Document passage →
Tasting fee: $15, waived with purchase of wine.
Picnic: Picnic lunches from Chloe’s French Cafe is available Monday through Saturday, with reservations 24 hours in advance. 836-8822.
Supper Club: Copain will host chef David Chang of Momofuku in New York for a dinner at 6 p.m. Dec. 14. Seating is limited. 836-8822.
The wines: Copain has three tiers of wine. Tous Ensemble and Les Voisins can be purchased at the tasting room or at Bottle Barn in Santa Rosa. The limited production wines, including the single vineyard and the new estate wines, are allocated for wine club members and restaurants but occasionally available in the tasting room.
Information: copainwines.com

Wells Guthrie, center, winemaker for Copain Wines, dines with employees, including assistant winemaker Mike Lucia, left, during a harvest lunch at the winery in Healdsburg. (BETH SCHLANKER/ The Press Democrat)

During harvest, Wells Guthrie of Copain Wines often works past midnight, processing a relentless avalanche of grapes flowing through his Eastside Road winery.

But the tall, lanky winemaker, who played water polo in college at Pepperdine University, doesn’t mind the physical labor because it’s balanced by the visceral excitement of the season.

“It’s the culmination of all the work of the year,” he said. “It’s when you make or break what you’re doing for the vintage.”

Having trained in France, Guthrie learned how to balance his work day, and he always sits down with the workers to enjoy a relaxing lunch.

“We have someone who cooks for harvest, and we feed the entire staff,” said Guthrie, 43. “We talk about what’s going on.”

Food is never far from the mind of this cult-status winemaker, who started making wine in a Santa Rosa warehouse in 1999, then built his own winery in 2007 on a rustic ridge overlooking the Russian River Valley.

(Rows from a dataset)
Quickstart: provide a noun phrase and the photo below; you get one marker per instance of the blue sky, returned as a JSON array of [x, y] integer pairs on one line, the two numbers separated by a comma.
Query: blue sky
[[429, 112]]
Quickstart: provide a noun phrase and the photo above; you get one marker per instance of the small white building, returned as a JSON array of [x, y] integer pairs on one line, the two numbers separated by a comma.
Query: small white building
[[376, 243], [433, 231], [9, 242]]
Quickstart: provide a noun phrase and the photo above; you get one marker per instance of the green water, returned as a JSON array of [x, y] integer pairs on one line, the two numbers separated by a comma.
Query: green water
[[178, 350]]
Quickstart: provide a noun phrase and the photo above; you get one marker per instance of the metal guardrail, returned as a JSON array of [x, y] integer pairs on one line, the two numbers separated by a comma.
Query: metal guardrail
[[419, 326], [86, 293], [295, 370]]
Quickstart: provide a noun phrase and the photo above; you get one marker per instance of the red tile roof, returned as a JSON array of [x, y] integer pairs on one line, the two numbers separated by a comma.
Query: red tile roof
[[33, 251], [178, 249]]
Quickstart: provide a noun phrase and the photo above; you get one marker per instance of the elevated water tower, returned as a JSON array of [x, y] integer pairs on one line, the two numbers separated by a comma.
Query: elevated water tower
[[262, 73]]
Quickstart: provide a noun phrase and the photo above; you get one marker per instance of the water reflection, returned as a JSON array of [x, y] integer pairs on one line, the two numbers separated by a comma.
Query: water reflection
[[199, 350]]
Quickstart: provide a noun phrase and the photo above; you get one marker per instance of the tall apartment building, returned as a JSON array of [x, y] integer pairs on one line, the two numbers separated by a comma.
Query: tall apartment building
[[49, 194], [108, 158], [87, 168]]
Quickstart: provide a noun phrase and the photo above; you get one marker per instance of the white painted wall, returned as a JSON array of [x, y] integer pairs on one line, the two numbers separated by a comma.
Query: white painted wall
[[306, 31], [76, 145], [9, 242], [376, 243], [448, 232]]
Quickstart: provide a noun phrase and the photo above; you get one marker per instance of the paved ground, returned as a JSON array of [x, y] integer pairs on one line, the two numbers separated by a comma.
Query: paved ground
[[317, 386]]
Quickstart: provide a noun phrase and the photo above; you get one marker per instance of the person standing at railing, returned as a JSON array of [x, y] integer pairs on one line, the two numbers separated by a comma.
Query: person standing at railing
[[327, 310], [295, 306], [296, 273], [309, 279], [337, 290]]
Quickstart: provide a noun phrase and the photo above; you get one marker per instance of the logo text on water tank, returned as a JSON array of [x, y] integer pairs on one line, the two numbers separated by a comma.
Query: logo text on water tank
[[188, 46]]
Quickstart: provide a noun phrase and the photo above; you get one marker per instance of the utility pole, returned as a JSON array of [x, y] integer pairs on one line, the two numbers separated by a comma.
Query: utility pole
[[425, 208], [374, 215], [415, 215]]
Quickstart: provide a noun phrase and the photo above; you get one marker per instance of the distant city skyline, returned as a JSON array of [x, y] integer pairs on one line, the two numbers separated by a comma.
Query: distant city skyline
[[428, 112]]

Set problem 1 →
According to the Copain Wines article, in what year did Wells Guthrie build his own winery?
Set problem 2 →
Continue the Copain Wines article from its final sentence.

Written reply 1 →
2007

Written reply 2 →
This year, Guthrie invited top chefs from across the country to the winery to cook, including French Laundry alumnus Corey Lee of Benu in San Francisco.

Guthrie met Lee at Yountville’s French Laundry in 2006, when its wine director, Paul Roberts, arranged for Guthrie to do a 10-day internship there.

“I’ve cooked a couple of dinners at the James Beard House,” Guthrie said. “But I’m not crazy enough to open my own restaurant.”

He did start his own winery, however, and that story offers its own crazy twists and turns.

The winemaker was born in the town of Del Ray Beach, Fla. His dad, Lee Guthrie, worked in the the fitness business, and his mother was a housewife. Guthrie learned to slice and dice from his grandmothers, who both had catering businesses.

“I think that was a huge motivation,” he said. “The smells and the bonds with the people that you’re cooking with. … Now I cook with my daughters (Emerson, 7 and Brinley, 4).”

When he was 10, the family moved to Newport Beach in southern California. After studying marketing in college, Guthrie worked for an advertising firm, then moved to Texas to work for a fitness start-up.

He met his wife, Stacy, at a friend’s wedding. Just 10 days later, he asked her to marry him.

“I tend to be fairly impetuous,” he said. “I like to just jump into the deep end and try it.”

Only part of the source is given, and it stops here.